*SET EXERCISE*
Tally the lines of the material below that contain the string "green", with uppercase and lowercase treated as different, and reply with the count alone.

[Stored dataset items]
· · · ·
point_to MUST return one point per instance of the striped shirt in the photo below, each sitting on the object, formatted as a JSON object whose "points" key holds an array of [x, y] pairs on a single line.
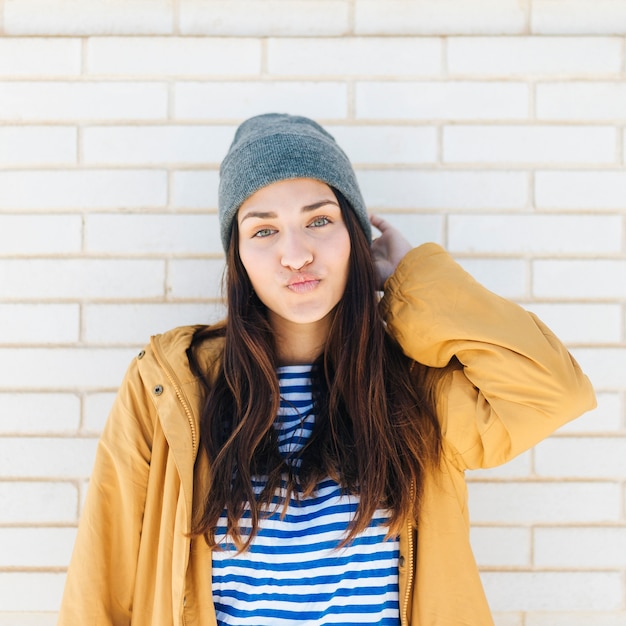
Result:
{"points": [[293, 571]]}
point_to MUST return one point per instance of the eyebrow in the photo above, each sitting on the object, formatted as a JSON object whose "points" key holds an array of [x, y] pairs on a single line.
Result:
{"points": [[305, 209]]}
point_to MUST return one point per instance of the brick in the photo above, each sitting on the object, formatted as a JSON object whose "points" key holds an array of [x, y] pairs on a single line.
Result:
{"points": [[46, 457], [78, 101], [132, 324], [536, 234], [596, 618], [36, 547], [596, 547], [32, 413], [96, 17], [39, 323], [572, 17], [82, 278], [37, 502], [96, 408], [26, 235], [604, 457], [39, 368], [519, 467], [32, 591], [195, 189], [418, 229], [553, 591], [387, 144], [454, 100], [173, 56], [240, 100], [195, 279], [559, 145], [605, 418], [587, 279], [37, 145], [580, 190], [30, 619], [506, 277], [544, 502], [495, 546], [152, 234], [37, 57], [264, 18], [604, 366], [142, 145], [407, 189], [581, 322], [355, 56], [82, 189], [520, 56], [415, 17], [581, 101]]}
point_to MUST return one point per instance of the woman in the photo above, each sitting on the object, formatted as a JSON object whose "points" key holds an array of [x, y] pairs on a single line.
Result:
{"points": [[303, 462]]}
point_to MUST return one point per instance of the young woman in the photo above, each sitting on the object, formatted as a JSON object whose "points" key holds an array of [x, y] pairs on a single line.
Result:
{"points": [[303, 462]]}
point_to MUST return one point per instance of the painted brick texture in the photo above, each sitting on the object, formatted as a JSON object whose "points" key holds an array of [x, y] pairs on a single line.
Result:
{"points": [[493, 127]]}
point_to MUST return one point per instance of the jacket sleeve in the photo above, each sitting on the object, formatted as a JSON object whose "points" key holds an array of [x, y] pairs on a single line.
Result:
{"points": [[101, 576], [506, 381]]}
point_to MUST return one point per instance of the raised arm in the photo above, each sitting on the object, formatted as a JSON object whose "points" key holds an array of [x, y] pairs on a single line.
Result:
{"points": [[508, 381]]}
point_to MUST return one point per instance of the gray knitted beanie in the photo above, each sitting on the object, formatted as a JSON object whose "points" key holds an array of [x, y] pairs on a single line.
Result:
· · · ·
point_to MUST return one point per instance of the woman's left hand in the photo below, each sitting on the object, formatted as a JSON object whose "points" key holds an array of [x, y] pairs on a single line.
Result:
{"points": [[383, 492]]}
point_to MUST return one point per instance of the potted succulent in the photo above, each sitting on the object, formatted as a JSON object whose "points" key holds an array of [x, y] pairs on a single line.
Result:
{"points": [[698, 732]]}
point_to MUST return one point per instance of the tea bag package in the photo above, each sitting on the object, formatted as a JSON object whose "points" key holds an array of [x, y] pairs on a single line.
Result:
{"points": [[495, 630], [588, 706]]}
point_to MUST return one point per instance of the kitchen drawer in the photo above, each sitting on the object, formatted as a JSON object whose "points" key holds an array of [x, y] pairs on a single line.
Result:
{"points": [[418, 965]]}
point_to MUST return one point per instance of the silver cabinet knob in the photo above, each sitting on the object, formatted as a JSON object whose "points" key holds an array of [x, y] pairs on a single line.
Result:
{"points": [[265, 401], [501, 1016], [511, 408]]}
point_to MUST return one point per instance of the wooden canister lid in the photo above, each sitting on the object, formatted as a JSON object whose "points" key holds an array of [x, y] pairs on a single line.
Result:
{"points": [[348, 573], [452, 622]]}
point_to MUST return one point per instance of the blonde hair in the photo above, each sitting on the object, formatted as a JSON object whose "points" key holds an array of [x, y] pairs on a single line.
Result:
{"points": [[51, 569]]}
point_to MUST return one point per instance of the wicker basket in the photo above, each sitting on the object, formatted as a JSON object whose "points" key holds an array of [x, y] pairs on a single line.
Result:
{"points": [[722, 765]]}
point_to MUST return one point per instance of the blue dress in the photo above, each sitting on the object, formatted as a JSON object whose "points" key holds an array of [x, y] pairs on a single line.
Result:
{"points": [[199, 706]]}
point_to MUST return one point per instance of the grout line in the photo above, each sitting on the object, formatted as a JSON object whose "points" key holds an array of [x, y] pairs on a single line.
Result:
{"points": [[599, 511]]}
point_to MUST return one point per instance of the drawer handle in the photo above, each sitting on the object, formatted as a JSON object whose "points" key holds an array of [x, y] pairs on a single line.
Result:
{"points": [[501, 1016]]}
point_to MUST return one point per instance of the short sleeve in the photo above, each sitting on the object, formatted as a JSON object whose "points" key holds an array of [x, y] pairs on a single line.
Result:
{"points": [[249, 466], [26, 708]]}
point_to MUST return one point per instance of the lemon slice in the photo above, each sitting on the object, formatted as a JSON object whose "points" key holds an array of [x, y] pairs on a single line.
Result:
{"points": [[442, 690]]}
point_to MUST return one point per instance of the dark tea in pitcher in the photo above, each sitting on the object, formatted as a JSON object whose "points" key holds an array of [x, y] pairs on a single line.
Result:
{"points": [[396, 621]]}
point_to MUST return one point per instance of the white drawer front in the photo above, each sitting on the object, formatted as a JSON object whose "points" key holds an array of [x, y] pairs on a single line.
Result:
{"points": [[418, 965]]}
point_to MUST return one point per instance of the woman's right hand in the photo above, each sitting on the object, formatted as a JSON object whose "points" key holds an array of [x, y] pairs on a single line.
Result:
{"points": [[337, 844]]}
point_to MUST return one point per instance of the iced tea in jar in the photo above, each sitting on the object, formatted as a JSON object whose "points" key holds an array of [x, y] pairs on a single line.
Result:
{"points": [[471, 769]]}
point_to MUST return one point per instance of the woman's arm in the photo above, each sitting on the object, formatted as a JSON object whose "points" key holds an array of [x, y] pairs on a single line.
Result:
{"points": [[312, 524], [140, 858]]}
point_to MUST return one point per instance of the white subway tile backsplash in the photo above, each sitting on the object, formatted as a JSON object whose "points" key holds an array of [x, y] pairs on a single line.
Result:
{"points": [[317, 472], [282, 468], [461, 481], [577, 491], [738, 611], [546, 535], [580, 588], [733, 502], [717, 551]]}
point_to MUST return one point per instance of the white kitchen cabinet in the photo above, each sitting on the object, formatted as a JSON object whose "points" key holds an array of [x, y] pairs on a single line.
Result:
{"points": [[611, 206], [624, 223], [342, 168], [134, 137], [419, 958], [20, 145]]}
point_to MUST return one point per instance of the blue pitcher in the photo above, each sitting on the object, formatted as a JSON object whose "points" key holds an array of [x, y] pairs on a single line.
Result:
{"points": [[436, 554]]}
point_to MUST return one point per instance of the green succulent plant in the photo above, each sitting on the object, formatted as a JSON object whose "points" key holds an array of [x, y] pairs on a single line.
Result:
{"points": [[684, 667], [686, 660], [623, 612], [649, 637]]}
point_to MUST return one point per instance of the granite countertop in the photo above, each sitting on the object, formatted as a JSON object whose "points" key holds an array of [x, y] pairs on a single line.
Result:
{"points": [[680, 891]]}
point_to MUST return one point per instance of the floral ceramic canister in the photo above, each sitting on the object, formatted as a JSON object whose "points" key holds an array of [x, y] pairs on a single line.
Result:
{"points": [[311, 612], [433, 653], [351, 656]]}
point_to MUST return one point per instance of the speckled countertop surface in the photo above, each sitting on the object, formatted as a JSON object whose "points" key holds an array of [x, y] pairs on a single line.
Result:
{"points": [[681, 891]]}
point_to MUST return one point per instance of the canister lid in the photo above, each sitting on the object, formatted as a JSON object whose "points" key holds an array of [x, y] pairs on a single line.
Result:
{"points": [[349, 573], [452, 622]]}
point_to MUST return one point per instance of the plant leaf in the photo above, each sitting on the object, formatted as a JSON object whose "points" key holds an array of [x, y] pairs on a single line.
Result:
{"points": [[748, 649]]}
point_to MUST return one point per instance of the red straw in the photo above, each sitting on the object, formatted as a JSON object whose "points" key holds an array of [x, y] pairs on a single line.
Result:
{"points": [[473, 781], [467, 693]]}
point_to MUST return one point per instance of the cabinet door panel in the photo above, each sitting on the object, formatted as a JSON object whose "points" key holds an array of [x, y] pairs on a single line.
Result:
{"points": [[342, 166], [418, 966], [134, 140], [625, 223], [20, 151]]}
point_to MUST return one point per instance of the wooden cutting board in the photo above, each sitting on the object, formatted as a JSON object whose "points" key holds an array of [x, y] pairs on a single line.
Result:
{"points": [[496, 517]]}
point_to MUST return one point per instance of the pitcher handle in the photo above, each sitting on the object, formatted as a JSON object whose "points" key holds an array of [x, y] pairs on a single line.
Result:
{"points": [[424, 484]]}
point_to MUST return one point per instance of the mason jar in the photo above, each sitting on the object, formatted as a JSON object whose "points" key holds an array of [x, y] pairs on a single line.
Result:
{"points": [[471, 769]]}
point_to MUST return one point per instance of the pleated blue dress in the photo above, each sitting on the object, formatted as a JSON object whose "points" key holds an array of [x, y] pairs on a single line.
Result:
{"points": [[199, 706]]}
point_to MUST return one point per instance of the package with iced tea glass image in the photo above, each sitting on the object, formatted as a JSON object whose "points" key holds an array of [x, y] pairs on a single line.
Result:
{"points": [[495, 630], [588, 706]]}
· · · ·
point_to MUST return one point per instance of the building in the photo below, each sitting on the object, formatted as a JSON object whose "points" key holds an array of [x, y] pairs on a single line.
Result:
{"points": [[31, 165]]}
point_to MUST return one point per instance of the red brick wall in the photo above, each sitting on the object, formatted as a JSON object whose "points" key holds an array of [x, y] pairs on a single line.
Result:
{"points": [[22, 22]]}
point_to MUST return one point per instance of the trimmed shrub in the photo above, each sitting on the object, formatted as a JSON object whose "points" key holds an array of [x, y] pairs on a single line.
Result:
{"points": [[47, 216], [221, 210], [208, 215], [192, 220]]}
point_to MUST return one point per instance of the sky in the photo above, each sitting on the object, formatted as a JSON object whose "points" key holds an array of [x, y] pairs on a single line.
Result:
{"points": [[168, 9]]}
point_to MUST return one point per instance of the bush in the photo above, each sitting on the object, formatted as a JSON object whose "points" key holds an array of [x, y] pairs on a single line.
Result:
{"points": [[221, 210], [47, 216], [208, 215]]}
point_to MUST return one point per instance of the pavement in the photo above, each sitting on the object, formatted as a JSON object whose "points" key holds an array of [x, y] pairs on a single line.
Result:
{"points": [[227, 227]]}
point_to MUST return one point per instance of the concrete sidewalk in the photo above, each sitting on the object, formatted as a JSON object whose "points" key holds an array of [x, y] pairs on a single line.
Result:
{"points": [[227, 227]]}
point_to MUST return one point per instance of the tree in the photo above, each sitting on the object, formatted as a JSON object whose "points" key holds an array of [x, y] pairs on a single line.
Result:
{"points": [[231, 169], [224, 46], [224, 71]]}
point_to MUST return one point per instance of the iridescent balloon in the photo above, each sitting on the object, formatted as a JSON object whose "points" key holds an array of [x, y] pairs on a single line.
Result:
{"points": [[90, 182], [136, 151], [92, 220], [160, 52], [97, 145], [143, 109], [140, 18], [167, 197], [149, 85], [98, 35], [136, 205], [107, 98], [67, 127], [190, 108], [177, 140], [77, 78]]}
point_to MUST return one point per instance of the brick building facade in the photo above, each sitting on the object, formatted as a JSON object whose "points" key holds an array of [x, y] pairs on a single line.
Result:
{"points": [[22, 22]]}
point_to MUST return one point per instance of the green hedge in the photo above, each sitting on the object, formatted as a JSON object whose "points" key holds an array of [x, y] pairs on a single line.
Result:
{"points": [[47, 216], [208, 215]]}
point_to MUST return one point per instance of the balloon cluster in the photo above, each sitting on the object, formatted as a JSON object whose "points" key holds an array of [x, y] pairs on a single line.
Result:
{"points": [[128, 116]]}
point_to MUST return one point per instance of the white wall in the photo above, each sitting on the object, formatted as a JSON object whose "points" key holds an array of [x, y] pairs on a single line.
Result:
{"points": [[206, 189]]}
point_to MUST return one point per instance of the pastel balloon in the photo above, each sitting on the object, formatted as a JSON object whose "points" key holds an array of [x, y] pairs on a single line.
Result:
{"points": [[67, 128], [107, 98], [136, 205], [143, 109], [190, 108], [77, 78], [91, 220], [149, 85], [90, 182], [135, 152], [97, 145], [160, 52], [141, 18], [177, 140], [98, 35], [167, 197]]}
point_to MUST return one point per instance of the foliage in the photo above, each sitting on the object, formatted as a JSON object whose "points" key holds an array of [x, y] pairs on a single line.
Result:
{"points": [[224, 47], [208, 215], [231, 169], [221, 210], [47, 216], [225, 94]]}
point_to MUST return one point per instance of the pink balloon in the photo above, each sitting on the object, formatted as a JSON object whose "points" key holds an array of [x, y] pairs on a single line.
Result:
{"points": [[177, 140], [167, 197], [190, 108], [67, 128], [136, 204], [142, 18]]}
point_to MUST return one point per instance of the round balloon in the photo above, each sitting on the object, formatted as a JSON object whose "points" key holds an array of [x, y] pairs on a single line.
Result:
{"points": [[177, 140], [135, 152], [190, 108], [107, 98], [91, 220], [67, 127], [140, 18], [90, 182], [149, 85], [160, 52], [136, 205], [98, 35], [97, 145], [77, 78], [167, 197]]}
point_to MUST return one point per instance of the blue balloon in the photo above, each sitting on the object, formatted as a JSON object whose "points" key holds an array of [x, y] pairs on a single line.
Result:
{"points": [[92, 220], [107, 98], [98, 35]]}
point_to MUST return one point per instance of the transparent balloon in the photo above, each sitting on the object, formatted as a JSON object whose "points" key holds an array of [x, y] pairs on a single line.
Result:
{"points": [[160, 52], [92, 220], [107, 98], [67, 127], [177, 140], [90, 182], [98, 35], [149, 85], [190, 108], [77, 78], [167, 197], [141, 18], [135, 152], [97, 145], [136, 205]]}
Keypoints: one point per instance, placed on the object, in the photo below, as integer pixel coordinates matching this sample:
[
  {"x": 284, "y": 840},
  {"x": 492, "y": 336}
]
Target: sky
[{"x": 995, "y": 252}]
· · · ·
*FULL OUTPUT*
2